Women artists were very active in the portrait genre. They painted portraits of themselves, members of their family, or clients, often but not exclusively women. We know just one autograph work by the noblewoman Claudia Del Bufalo, though the Savelli inventories also mention her. It dates to 1604 and depicts her sister (in law?) Faustina. The painting, which was in the Borghese collections until the late twentieth century, reveals a deep knowledge of the canons of late sixteenth-century portraiture.

An installation view of a single painting, a portrait of a woman. The framed artwork is hung on a wall; there is lighting around the frame. At either side of the photo are two white and gold doors, opening into the room that contains the painting.
Installation view of Claudia del Bufalo, Portrait of Faustina del Bufalo, signed and dated 1604, oil on canvas. Dario del Bufalo Collection.

I personally conducted an extensive archival research on this artist. The results are reported in her biography in the above-mentioned Artemisie database. In the same Museum database Consuelo Lollobrigida curated the biography of Caterina Ginnasi (1590–1660). The artist was a pupil of Gaspare Celio and Giovanni Lanfranco, and, from 1638, a member of the Academy of San Luca. Ginnasi painted religious paintings and portraits. She is credited with the portrait of the cardinal displayed in the exhibition, her uncle and patron Domenico Ginnasi.

Graphic arts, architecture and miniature in the age of Baroque 

During the sixteenth and seventeenth centuries, women artists in Rome were active in various fields, from architecture to painting, often specializing in engraving and miniatures. The next room showcases the work of the engraver Diana Scultori, known as “Diana Mantovana” (Mantova, 1547–Rome, 1612 ). She managed a profitable commercial enterprise in Rome and, in 1580, the Congregazione dei Virtuosi al Pantheon admitted her. 

An installation view of two intersecting walls. On the wall at the viewer's left are two framed artworks, the content of which is not readily distinguished. On the perpendicular wall are three framed landscapes.

→ **DATA SHOWN**
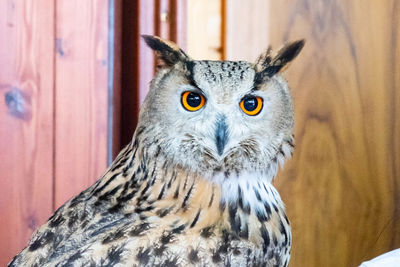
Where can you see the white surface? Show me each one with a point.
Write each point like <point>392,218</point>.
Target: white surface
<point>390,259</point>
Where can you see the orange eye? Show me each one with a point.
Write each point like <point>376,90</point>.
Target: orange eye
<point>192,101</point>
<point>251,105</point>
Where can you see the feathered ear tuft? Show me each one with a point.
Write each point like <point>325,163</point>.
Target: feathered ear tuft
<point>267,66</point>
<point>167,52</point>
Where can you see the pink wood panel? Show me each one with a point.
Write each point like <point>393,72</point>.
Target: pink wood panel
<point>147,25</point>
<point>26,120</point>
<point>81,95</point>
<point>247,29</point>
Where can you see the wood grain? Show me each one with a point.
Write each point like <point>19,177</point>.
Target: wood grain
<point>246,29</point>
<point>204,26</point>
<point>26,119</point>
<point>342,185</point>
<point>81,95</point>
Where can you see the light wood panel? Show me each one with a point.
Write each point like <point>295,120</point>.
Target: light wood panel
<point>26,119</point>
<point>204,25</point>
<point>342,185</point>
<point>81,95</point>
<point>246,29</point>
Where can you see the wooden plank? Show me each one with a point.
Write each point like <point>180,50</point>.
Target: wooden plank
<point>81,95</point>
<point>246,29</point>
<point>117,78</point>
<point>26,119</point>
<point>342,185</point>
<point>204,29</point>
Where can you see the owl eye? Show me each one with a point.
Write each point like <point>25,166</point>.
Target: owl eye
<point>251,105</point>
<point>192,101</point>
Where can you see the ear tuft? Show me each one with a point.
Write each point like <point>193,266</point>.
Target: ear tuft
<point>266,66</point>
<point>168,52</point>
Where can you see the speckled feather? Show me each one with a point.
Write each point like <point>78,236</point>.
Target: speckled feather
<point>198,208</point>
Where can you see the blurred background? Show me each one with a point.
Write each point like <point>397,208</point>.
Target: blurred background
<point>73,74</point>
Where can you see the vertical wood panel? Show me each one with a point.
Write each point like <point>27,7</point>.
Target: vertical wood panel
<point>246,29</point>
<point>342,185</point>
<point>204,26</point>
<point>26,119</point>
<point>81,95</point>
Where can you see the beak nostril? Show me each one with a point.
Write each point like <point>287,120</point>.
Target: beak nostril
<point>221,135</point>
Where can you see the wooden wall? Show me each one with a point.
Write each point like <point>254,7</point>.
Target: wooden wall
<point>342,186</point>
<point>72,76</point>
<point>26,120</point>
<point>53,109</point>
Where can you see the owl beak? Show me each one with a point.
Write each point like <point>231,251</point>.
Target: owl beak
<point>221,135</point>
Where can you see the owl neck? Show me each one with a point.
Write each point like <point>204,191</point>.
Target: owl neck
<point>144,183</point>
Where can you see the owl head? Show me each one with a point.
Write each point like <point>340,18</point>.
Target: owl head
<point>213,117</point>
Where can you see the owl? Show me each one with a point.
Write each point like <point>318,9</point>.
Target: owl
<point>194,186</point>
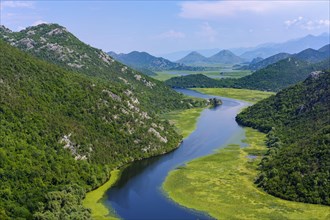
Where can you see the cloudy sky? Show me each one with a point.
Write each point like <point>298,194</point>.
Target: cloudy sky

==

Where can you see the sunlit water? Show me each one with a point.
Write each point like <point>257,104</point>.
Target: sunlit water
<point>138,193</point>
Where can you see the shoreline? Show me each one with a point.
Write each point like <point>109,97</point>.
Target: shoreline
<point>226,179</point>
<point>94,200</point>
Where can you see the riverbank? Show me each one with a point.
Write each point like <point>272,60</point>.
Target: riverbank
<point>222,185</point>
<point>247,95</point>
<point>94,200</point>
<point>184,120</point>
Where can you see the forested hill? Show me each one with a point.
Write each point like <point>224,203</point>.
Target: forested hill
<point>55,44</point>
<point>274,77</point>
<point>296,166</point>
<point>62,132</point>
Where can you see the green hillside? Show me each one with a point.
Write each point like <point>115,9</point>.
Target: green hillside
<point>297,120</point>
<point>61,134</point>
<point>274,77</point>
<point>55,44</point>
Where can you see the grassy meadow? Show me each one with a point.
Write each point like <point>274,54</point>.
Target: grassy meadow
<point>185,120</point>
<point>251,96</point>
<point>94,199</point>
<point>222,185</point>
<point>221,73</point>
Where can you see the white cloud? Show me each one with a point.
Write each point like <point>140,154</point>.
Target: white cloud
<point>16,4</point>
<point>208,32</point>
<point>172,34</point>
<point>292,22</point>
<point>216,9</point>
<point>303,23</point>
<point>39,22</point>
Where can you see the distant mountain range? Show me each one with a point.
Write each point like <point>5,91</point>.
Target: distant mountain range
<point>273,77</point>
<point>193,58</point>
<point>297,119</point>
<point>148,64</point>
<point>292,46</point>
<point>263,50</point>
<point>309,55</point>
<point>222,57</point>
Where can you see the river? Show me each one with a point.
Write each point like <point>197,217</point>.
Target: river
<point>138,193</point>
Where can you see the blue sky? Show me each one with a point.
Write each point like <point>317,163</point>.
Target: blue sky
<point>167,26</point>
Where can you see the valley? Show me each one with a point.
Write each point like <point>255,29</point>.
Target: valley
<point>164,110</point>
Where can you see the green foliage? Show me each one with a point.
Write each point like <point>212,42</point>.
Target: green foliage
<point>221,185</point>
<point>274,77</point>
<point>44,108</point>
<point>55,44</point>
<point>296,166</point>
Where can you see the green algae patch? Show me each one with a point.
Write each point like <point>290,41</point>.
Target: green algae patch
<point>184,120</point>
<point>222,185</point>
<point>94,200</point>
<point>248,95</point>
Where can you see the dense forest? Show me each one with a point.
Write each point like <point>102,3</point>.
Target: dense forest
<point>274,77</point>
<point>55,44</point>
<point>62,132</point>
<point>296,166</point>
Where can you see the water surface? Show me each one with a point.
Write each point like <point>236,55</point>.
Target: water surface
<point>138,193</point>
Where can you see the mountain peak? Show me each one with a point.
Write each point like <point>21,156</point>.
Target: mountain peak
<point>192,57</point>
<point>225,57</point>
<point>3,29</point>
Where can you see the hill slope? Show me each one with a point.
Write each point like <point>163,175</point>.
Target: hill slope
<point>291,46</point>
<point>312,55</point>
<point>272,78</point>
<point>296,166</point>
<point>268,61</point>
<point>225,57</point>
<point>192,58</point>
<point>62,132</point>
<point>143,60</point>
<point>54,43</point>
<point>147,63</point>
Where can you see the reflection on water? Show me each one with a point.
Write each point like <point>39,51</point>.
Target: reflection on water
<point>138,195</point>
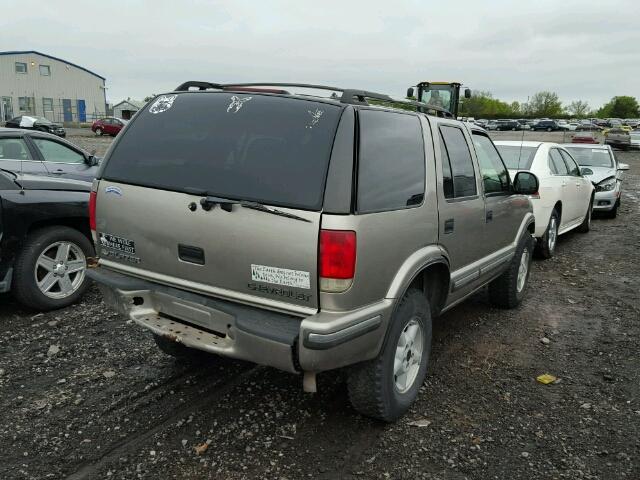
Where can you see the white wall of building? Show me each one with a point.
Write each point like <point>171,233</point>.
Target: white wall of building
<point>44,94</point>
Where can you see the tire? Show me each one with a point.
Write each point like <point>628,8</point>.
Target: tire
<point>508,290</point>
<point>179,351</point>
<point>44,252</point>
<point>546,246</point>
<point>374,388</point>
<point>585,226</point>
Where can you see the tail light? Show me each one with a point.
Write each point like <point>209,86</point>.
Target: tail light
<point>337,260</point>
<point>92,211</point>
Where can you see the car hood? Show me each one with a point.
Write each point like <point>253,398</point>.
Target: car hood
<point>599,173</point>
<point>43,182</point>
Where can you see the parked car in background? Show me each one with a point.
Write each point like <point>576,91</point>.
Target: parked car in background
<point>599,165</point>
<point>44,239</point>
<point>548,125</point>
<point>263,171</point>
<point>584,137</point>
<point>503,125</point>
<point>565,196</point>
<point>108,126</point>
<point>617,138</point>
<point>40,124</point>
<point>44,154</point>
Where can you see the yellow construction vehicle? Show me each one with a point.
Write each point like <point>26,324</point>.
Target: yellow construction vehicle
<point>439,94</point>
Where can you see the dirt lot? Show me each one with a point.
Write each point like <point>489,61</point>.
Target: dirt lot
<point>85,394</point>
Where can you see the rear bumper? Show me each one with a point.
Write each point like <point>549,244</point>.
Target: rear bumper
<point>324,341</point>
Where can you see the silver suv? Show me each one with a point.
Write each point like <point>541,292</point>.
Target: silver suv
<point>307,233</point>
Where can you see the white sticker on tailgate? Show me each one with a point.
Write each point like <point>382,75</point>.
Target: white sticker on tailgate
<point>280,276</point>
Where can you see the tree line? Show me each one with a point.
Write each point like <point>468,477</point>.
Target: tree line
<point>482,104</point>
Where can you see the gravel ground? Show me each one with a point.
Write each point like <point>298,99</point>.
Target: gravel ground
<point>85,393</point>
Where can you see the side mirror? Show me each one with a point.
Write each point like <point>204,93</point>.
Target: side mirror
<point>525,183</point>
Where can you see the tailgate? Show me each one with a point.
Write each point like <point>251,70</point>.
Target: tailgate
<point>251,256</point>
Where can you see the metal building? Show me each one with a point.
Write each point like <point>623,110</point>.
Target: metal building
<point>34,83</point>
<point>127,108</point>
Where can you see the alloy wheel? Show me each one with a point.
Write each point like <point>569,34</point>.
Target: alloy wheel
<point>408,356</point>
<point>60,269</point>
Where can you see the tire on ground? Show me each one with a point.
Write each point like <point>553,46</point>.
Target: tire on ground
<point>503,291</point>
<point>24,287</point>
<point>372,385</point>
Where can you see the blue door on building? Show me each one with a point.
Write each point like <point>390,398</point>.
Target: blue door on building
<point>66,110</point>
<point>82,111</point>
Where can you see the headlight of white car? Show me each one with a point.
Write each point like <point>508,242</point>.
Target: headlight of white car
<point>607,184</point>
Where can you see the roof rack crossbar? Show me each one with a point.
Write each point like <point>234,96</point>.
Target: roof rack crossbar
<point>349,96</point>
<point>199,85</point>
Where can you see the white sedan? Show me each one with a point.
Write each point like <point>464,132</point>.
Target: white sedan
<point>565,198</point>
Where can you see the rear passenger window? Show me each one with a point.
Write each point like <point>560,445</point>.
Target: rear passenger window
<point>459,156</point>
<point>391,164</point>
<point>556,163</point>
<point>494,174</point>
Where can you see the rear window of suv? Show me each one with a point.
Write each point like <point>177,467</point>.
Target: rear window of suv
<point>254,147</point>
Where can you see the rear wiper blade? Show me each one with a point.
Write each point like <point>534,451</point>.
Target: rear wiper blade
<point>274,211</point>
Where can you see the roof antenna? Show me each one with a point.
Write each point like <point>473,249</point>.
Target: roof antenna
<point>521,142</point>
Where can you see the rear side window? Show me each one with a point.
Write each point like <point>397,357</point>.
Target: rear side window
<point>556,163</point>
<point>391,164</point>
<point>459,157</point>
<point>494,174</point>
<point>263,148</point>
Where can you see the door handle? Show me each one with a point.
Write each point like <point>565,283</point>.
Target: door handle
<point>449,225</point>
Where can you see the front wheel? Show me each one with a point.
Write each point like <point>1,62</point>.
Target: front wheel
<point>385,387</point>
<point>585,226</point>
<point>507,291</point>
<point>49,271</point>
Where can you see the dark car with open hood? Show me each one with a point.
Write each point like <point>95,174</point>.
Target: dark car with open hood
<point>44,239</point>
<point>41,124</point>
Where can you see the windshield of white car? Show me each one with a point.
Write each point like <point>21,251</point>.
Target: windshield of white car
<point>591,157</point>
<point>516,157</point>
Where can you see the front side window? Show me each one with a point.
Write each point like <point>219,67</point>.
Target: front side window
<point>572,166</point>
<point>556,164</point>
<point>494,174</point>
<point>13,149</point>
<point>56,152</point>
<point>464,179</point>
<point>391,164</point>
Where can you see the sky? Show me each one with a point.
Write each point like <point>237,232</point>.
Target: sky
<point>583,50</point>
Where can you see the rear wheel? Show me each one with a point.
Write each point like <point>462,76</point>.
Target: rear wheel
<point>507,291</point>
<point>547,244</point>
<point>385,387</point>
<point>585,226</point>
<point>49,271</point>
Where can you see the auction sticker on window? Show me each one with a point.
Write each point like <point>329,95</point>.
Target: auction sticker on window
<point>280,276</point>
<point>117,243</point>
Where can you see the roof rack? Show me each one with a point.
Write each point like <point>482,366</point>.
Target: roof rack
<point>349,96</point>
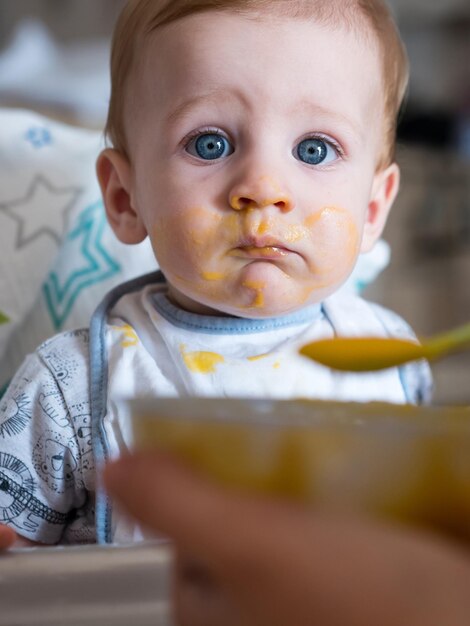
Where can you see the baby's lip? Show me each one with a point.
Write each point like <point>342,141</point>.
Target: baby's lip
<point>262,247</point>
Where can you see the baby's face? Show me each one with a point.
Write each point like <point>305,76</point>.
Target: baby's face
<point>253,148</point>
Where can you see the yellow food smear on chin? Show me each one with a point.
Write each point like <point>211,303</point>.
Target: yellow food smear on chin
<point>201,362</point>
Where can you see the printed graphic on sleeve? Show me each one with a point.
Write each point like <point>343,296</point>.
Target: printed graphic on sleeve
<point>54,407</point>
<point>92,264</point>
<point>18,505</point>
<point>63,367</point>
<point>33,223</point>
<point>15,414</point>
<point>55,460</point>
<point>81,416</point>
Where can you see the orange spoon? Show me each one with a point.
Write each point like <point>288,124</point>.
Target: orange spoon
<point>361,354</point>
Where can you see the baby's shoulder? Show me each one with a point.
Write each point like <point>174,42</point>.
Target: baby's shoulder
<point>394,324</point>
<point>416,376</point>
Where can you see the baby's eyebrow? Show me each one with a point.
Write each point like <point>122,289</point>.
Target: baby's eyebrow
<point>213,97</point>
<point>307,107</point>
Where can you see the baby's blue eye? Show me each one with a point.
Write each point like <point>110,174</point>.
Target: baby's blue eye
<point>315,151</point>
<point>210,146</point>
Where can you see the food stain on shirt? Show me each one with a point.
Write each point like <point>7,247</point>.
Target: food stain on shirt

→ **ACTIONS TO TAKE**
**1)** Answer these questions from the text about women artists in Rome:
(a) In what year is Claudia Del Bufalo's portrait of Faustina dated?
(b) Under which two painters did Caterina Ginnasi study?
(c) In what year did the Congregazione dei Virtuosi al Pantheon admit Diana Scultori?
**2)** For each statement, say whether it agrees with the text about women artists in Rome, and quote the words that decide it.
(a) The portrait of Faustina remained in the Borghese collections until the late twentieth century.
(b) Caterina Ginnasi became a member of the Academy of San Luca in 1660.
(c) Diana Scultori was born in Rome.
Rely only on the text about women artists in Rome, not on the records.

→ **SOLUTIONS BY TASK**
**1)**
(a) 1604
(b) Gaspare Celio and Giovanni Lanfranco
(c) 1580

**2)**
(a) Yes: "which was in the Borghese collections until the late twentieth century"
(b) No: "from 1638, a member of the Academy of San Luca"
(c) No: "Mantova, 1547–Rome, 1612"